Requirements
Which of the lines below contain the string "window"? Report each of them in full, treating uppercase and lowercase letters as distinct.

Extracted information

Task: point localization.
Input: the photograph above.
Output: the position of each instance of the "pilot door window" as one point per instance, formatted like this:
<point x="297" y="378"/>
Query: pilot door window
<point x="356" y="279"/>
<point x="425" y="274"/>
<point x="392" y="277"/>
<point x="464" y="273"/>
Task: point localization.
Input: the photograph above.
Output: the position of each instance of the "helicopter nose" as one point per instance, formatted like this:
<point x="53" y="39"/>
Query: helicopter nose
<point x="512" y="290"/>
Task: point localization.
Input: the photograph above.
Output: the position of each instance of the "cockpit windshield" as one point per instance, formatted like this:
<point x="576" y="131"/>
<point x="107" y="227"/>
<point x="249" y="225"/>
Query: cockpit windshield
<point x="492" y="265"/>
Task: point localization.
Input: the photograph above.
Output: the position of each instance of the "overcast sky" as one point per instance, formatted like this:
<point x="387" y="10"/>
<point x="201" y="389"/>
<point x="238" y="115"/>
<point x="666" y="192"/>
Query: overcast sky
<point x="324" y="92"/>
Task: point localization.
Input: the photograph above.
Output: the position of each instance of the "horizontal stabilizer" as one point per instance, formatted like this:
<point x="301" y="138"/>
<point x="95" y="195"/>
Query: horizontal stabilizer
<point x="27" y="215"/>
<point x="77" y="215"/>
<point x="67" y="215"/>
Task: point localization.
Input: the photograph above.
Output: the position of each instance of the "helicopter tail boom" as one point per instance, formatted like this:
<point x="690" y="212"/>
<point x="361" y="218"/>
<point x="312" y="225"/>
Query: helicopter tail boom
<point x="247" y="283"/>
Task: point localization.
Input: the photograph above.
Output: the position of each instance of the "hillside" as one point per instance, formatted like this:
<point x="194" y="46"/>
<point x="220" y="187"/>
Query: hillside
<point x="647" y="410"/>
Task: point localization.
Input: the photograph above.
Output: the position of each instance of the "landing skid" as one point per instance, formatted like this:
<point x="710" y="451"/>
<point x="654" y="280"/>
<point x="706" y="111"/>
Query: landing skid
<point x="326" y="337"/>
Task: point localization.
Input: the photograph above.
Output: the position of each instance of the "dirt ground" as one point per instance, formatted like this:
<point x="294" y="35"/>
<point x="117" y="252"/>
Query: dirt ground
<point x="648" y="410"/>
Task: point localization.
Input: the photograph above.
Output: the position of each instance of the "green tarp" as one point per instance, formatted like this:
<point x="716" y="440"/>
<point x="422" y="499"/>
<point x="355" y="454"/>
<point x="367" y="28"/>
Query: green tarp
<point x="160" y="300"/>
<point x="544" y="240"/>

Reply to the exercise
Output: the position of each instance of the "pilot door window" as one point per instance, formatted like this:
Query: pilot door window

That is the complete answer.